→ **YOUR INSTRUCTIONS**
Your answer should be the line containing "Where can the woman's right" and every line after it to the end of the records below, word for word.
▼
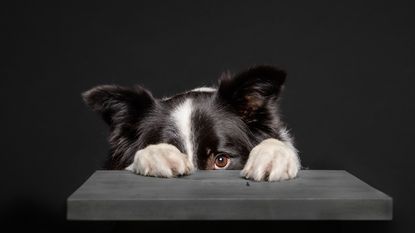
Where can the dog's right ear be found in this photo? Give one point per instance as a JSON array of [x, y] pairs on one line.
[[119, 105]]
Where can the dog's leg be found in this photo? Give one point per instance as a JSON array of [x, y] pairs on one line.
[[272, 160], [161, 160]]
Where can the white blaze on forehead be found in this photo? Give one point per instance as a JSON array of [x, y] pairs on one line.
[[182, 118], [204, 89]]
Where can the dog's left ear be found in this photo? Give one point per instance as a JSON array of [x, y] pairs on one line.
[[252, 92]]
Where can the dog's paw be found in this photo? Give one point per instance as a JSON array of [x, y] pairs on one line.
[[161, 160], [272, 160]]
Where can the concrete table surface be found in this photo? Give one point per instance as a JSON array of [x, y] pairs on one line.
[[224, 195]]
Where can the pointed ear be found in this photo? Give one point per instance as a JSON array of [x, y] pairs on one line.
[[119, 105], [251, 92]]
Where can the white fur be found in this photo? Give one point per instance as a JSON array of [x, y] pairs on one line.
[[272, 160], [161, 160], [204, 89], [181, 116], [199, 89]]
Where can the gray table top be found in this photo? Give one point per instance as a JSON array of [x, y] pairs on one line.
[[224, 195]]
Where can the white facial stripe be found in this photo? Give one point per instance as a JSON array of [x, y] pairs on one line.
[[204, 89], [182, 118]]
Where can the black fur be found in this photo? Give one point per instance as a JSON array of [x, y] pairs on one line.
[[239, 115]]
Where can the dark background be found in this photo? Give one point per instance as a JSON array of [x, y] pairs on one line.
[[349, 98]]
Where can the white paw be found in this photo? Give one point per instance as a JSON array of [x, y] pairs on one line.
[[272, 160], [161, 160]]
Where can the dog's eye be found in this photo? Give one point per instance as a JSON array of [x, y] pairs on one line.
[[221, 161]]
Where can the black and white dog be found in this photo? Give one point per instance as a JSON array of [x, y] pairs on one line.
[[233, 126]]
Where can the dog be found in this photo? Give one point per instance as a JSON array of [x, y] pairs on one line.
[[236, 125]]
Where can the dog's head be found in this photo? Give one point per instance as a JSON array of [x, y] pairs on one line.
[[215, 127]]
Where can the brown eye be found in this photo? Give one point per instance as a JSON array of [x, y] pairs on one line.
[[221, 161]]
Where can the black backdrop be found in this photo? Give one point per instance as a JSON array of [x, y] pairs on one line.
[[349, 98]]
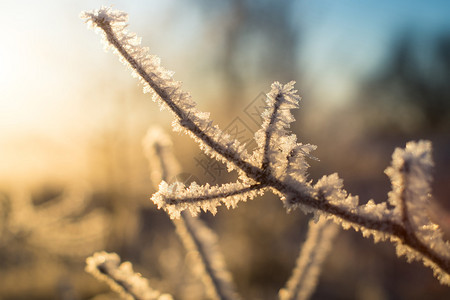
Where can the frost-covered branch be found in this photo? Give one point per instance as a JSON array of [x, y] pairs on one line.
[[279, 163], [197, 238], [121, 277], [309, 263]]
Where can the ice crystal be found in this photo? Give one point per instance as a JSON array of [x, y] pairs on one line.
[[280, 163], [308, 266], [121, 277]]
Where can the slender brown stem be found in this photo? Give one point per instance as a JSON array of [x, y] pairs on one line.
[[267, 179]]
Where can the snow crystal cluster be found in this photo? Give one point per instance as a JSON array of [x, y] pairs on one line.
[[121, 277], [280, 163]]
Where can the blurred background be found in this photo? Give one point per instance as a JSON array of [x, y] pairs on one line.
[[74, 180]]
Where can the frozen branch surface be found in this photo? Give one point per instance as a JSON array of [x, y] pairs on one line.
[[304, 278], [121, 277], [199, 240], [279, 163]]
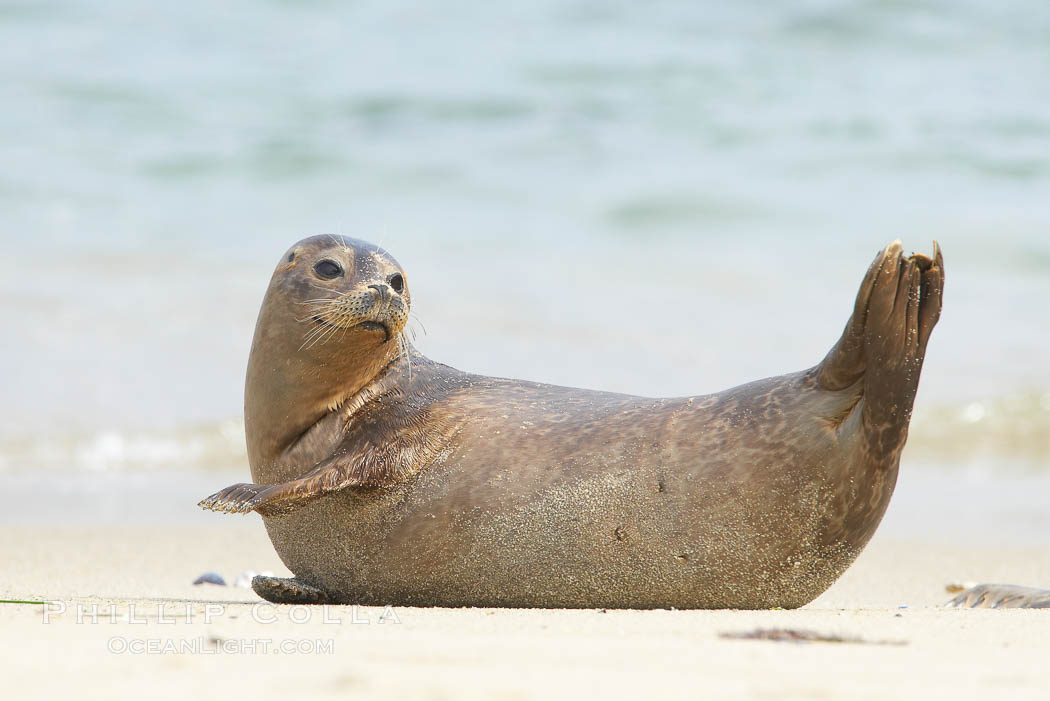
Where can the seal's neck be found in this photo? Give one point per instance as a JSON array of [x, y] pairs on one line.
[[289, 388]]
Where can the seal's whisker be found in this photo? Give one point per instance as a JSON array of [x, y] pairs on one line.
[[403, 352], [418, 320]]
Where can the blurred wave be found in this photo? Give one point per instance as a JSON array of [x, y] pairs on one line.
[[549, 173], [1011, 433]]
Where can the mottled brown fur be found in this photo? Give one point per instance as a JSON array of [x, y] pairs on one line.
[[436, 487]]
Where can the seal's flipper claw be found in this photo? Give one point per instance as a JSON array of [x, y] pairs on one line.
[[277, 590], [1002, 596], [235, 498]]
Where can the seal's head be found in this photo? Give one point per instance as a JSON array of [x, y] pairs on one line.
[[331, 320], [344, 285]]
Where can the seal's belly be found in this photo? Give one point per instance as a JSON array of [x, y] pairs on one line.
[[622, 527]]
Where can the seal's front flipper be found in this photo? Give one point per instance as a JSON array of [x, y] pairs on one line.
[[1002, 596], [277, 590], [332, 474], [235, 498]]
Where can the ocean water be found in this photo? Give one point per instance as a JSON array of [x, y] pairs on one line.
[[662, 198]]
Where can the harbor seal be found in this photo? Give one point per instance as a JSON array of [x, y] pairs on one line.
[[384, 478]]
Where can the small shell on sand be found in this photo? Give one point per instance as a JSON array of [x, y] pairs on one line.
[[245, 579], [210, 578]]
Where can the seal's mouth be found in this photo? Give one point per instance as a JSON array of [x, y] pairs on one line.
[[375, 325], [366, 325]]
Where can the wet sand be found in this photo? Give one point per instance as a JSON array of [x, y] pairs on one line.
[[144, 573]]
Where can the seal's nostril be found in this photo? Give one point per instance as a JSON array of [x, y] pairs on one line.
[[382, 291]]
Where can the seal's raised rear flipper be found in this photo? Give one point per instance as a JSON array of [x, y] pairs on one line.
[[1002, 596], [884, 342]]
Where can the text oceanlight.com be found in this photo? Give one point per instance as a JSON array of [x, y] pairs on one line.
[[211, 645], [263, 612]]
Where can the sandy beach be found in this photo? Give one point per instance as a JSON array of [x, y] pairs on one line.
[[888, 599]]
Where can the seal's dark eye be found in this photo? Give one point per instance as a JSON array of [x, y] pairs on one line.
[[328, 269]]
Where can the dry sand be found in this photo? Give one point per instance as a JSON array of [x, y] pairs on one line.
[[494, 654]]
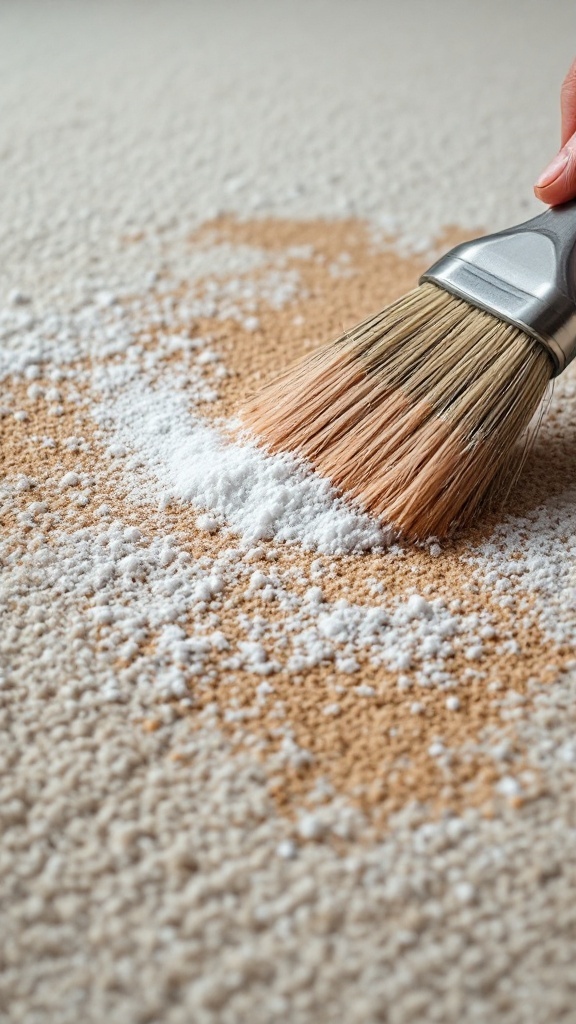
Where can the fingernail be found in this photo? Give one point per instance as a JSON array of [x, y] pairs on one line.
[[553, 170]]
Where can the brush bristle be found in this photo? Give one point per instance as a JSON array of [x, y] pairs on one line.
[[413, 413]]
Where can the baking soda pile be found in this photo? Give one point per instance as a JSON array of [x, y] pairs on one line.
[[260, 761]]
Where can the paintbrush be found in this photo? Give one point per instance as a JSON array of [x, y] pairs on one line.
[[415, 412]]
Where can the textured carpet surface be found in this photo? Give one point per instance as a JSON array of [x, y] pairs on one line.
[[259, 761]]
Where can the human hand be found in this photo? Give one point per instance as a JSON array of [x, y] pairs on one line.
[[558, 182]]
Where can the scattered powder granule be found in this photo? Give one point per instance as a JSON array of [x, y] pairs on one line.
[[230, 705]]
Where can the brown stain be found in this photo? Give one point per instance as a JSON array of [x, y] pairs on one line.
[[375, 751]]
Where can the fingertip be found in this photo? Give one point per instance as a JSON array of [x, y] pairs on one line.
[[558, 182]]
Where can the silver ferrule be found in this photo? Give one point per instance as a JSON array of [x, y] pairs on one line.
[[525, 275]]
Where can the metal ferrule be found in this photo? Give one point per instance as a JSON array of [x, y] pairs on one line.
[[525, 275]]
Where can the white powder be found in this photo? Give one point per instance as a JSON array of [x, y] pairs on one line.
[[258, 495]]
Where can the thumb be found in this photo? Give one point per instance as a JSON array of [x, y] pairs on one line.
[[558, 182]]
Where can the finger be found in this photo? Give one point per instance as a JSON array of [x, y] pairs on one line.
[[568, 104], [558, 182]]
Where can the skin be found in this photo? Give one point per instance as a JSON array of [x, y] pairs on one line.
[[558, 182]]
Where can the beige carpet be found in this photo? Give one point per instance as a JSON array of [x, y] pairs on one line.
[[261, 762]]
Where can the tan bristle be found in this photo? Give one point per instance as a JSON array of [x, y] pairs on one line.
[[414, 413]]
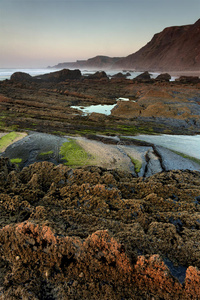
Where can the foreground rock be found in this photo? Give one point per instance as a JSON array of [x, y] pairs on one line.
[[90, 233]]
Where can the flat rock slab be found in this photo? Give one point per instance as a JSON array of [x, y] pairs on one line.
[[173, 161]]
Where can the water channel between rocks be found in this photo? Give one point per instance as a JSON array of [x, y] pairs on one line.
[[189, 145]]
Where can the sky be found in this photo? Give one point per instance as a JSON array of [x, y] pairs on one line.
[[41, 33]]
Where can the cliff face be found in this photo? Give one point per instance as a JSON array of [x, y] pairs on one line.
[[175, 48]]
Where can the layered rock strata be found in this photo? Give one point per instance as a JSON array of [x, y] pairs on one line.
[[90, 233]]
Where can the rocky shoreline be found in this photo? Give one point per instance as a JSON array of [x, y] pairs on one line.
[[43, 103], [98, 231], [92, 233]]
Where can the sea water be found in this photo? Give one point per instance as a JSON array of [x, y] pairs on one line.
[[6, 73]]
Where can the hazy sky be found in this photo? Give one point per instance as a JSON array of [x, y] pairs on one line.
[[38, 33]]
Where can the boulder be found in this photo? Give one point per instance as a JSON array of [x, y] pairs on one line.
[[98, 75], [119, 75], [188, 79], [21, 76], [143, 77], [163, 77]]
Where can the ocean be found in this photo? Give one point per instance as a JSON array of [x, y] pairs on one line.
[[6, 73]]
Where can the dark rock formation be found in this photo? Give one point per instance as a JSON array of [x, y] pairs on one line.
[[21, 76], [163, 77], [97, 62], [188, 79], [59, 76], [144, 77], [119, 75], [98, 75], [90, 233]]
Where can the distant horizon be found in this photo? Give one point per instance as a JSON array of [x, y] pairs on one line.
[[38, 34]]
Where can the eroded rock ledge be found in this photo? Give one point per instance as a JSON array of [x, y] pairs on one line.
[[90, 233]]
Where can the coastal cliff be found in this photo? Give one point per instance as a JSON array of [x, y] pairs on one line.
[[176, 48]]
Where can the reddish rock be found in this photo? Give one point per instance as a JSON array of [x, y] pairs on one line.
[[175, 48]]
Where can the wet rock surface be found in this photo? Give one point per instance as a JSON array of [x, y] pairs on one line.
[[93, 233], [44, 103]]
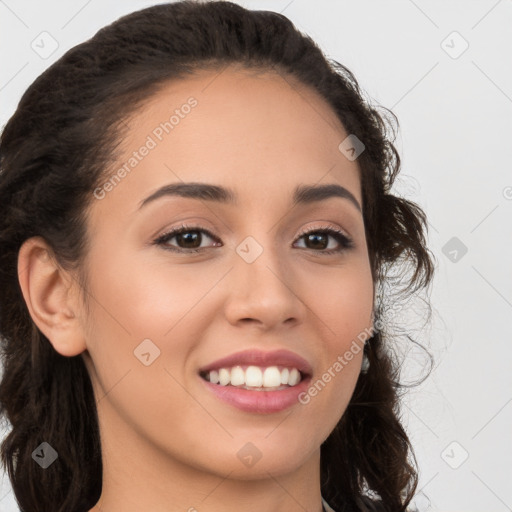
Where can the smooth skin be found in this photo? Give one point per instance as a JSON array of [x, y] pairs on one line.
[[169, 444]]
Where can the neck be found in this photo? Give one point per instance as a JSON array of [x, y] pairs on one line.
[[144, 477]]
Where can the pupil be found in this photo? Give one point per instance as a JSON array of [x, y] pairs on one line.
[[190, 238], [315, 238]]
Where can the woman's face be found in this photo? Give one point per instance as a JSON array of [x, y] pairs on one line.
[[162, 315]]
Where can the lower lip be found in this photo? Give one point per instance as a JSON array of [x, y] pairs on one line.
[[262, 402]]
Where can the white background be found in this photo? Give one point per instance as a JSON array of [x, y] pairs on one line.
[[455, 140]]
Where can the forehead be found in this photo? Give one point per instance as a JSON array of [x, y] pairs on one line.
[[257, 131]]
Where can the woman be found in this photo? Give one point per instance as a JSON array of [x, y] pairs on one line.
[[196, 229]]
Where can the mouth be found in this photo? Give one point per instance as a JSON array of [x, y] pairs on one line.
[[255, 381], [255, 378]]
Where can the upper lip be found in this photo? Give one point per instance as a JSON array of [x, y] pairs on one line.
[[259, 358]]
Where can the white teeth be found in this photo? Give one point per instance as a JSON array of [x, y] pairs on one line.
[[237, 376], [271, 377], [224, 377], [294, 377], [255, 377]]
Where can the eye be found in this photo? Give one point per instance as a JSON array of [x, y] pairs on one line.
[[188, 238], [319, 239]]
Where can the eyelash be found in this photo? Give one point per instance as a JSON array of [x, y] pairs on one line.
[[344, 241]]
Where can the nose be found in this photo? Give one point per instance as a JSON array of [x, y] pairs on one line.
[[264, 289]]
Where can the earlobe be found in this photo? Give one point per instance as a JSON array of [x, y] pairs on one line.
[[48, 293]]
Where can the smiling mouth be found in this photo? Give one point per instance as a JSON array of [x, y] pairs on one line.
[[255, 378]]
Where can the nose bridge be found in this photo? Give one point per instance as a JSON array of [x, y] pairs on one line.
[[263, 282]]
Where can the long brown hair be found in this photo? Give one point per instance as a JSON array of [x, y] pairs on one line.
[[53, 153]]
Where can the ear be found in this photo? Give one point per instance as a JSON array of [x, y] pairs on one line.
[[51, 297]]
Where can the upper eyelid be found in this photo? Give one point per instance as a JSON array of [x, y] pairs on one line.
[[171, 233]]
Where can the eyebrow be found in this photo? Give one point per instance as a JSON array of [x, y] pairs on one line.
[[303, 194]]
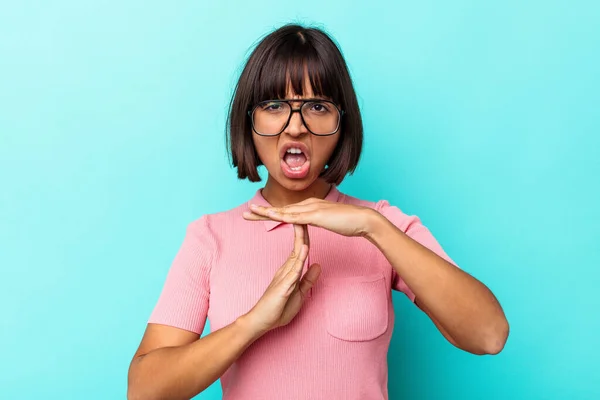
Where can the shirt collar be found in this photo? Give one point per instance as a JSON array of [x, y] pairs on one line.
[[258, 198]]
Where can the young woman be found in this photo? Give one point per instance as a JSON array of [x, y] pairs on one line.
[[297, 282]]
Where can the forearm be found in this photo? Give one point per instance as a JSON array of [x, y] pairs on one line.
[[466, 309], [172, 373]]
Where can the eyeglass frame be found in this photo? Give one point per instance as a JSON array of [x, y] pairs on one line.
[[298, 110]]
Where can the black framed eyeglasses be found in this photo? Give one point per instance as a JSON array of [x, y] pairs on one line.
[[320, 117]]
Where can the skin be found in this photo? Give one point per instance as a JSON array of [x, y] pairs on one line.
[[173, 363]]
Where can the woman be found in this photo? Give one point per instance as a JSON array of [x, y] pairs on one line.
[[297, 282]]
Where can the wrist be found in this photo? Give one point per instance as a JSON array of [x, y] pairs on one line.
[[248, 328], [377, 225]]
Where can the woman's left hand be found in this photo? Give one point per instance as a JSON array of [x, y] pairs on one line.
[[344, 219]]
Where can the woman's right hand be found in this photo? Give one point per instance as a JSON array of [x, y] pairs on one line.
[[285, 295]]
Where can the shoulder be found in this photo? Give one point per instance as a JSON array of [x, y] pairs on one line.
[[393, 213], [218, 223]]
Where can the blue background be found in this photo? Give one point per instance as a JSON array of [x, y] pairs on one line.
[[480, 117]]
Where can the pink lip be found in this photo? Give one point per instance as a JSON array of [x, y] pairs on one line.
[[303, 172], [298, 145]]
▲
→ **FINISHED EXERCISE**
Where can the woman's right hand be found in this photo? Give one point per instance as a JSON array of [x, y] pairs on one line.
[[285, 295]]
Where can the shoulder be found in this photo? Give one point per instance as a JSON array of [x, y] pairs on one line.
[[393, 213], [218, 223]]
Where can the blue background be found in this photo? Give one point per instance as a JSON array of [x, y] pairs on one line.
[[480, 117]]
Where can the pink lip be found in this photo? Give one point per instance as a JSON array of [x, y] pairs on one line.
[[303, 172], [298, 145]]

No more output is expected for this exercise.